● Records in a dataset
## START

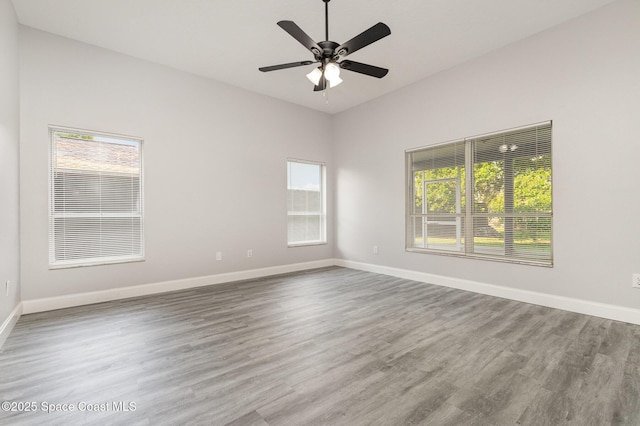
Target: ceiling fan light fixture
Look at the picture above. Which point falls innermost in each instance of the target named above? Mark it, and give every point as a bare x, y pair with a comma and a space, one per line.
314, 76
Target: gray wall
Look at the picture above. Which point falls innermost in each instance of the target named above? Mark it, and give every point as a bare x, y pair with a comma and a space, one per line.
215, 161
215, 157
583, 75
9, 160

## END

● What is being asked
Please update the part that opens with the line containing "Target: gray wall" and runs through the end of the records, changing "innermost" to "most central" and leaving everything else as it is. Return only those lines.

● Reply to the task
Target: gray wall
Look at the picture above. Which point falls most central in each instance of the target named above? Mark it, and give every point as a bare x, y pair with a comma and a space, one per line.
215, 161
215, 157
583, 75
9, 160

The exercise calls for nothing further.